**TEXT EXCERPT:**
Alyani Jamil

Personal information
- Nationality: Malaysian
- Born: 20 June 1993 (age 33) Malaysia

Achievements and titles
- Highest world ranking: 3 (November 2025)

Medal record
Representing Malaysia
Asia Pacific Bowls Championships
| Silver medal – second place | 2019 Gold Coast | triples |
| Silver medal – second place | 2019 Gold Coast | fours |
Bowls World Cup
| Bronze medal – third place | 2025 Kuala Lumpur | singles |
Southeast Asian Games
| Gold medal – first place | 2017 Kuala Lumpur | fourss |
| Gold medal – first place | 2019 Philippines | pairs |
Asian Lawn Bowls Championship
| Gold medal – first place | 2023 Kuala Lumpur | singles |
| Gold medal – first place | 2023 Kuala Lumpur | triples |
| Gold medal – first place | 2025 Clark | singles |

= Alyani Jamil =

Malaysian international lawn bowler (born 1993)

Nurul Alyani Binti Jamil (born 1993) is a Malaysian international lawn bowler. She reached a career high ranking of world number 3 in November 2025.

== Bowls career ==
=== World Championships ===
In 2020, Jamil was selected for the 2020 World Outdoor Bowls Championship in Australia, which resulted in cancellation following the COVID-19 pandemic.

Jamil was selected by the Malaysian national team, to represent them at the sport's blue riband event, the 2023 World Bowls Championship. She participated in the women's pairs and the women's singles events. The Malaysian team ranked seventh in the world at the start of the tournament, were given the target of reaching the semi finals.

=== World Singles Champion of Champions ===
Jamil was runner-up to Jo Edwards in the 2018 World Singles Champion of Champions.

=== Other events ===
Jamil won two silver medals at the 2019 Asia Pacific Bowls Championships in the Gold Coast, Queensland in the triples and fours and won two gold medals in the fours (2017) and pairs (2019) in the Lawn bowls at the Southeast Asian Games.

In 2023, Jamil won the singles and triples gold medals at the 14th Asian Lawn Bowls Championship in Kuala Lumpur. In 2025, Jamil won a gold medal in the singles at the 16th Asian Lawn Bowls Championship in Clark City, Philippines.

**DATA FOR REVIEW:**
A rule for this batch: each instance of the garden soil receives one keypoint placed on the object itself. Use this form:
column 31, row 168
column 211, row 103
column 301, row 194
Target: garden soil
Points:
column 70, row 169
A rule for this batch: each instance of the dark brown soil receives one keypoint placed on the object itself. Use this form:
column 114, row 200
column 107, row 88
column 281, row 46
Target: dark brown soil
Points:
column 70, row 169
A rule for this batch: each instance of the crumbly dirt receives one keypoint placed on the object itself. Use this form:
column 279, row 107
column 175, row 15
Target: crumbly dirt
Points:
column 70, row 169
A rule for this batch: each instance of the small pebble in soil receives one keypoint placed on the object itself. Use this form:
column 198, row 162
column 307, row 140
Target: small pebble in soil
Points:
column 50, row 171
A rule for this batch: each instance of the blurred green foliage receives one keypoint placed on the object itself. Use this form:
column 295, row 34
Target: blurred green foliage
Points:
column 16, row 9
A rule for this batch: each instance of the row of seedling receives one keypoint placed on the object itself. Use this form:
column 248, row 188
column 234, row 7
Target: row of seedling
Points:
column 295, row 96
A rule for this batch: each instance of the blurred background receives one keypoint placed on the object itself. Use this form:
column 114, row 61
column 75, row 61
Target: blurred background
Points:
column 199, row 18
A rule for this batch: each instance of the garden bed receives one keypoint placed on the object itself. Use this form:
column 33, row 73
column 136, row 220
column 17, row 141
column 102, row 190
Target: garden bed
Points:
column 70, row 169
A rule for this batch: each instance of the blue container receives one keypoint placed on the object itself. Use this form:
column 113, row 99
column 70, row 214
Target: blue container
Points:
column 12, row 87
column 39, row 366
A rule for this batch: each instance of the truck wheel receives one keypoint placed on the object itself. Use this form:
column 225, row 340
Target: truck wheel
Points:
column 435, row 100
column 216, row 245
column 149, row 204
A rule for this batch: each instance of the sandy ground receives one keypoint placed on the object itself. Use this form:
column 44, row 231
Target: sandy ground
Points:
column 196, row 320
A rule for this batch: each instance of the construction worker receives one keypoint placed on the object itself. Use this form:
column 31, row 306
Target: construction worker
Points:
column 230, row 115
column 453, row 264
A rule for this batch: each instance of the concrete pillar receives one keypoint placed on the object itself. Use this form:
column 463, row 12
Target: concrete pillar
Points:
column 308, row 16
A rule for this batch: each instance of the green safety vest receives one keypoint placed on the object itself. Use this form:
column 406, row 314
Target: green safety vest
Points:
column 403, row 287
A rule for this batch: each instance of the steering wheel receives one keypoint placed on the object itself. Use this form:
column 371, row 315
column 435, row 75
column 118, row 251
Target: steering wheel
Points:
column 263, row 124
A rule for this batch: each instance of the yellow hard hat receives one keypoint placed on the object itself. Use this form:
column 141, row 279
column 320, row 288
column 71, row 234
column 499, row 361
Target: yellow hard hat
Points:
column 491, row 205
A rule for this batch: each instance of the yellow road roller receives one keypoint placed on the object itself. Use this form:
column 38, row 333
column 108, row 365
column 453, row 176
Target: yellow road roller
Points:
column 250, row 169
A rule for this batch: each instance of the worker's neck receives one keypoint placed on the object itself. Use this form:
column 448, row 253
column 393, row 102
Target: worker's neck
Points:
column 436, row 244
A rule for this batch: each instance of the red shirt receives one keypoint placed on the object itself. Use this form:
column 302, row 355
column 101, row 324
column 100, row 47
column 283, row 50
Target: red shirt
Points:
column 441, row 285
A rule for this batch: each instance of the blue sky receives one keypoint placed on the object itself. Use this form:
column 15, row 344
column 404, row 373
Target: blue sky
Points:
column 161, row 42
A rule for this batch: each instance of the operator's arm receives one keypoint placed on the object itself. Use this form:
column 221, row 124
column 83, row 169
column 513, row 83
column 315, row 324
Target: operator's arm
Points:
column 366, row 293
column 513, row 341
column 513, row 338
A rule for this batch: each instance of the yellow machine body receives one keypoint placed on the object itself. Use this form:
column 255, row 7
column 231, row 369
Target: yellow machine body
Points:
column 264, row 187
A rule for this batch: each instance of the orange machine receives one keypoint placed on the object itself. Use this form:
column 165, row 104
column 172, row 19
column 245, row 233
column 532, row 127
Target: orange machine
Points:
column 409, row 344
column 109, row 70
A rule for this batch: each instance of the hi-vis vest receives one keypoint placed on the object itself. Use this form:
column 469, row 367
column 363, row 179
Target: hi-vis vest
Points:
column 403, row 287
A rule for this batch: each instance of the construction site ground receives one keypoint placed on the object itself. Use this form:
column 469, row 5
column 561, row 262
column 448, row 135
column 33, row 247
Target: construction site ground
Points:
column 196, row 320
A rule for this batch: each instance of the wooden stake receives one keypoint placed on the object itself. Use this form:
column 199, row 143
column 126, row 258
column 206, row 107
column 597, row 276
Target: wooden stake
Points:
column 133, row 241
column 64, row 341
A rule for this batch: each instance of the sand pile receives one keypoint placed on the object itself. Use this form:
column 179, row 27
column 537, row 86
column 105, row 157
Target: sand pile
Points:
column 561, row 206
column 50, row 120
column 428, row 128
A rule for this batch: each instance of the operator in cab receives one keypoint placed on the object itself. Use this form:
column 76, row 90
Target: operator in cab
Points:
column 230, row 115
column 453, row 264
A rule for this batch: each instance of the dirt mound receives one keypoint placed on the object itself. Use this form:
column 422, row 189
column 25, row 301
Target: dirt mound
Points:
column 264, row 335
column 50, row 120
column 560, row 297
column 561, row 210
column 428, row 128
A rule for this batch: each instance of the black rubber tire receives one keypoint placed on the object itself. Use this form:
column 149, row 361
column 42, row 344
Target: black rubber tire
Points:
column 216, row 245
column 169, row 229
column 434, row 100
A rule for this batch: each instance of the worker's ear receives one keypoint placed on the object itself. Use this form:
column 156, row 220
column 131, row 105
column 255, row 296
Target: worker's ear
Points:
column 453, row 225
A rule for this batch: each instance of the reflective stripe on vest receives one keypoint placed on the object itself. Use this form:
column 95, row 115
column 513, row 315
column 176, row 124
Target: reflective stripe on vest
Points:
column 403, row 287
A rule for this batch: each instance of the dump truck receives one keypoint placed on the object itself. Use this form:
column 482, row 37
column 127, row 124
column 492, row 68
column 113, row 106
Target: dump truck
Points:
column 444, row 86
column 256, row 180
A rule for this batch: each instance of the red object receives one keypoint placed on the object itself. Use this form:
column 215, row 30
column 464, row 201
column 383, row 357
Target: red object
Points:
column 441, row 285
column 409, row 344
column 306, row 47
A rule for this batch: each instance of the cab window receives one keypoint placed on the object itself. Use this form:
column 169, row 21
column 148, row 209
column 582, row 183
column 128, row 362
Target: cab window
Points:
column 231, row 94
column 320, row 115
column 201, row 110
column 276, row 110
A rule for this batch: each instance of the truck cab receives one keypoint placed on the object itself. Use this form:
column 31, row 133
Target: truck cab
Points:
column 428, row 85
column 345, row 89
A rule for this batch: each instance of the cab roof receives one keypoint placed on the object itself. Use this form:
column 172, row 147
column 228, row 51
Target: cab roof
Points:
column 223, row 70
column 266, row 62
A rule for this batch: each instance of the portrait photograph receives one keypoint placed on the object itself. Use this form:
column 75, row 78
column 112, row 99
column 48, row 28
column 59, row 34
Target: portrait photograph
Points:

**ACTIVITY A:** In the Alyani Jamil article, who finished ahead of Jamil in the 2018 World Singles Champion of Champions?
**ACTIVITY B:** Summarize the Alyani Jamil article in two sentences.
**ACTIVITY C:** Repeat the Alyani Jamil article word for word from "Nurul Alyani Binti" to "Champion of Champions.".
The data above comes from a separate source, not from the Alyani Jamil article.

**TASK RESPONSE A:** Jo Edwards

**TASK RESPONSE B:** Nurul Alyani Binti Jamil is a Malaysian international lawn bowler who reached a career-high world ranking of number 3 in November 2025. She was runner-up to Jo Edwards in the 2018 World Singles Champion of Champions, played in the women's pairs and singles at the 2023 World Bowls Championship, and has won gold medals at the Southeast Asian Games and the Asian Lawn Bowls Championship.

**TASK RESPONSE C:**
Nurul Alyani Binti Jamil (born 1993) is a Malaysian international lawn bowler. She reached a career high ranking of world number 3 in November 2025.

== Bowls career ==
=== World Championships ===
In 2020, Jamil was selected for the 2020 World Outdoor Bowls Championship in Australia, which resulted in cancellation following the COVID-19 pandemic.

Jamil was selected by the Malaysian national team, to represent them at the sport's blue riband event, the 2023 World Bowls Championship. She participated in the women's pairs and the women's singles events. The Malaysian team ranked seventh in the world at the start of the tournament, were given the target of reaching the semi finals.

=== World Singles Champion of Champions ===
Jamil was runner-up to Jo Edwards in the 2018 World Singles Champion of Champions.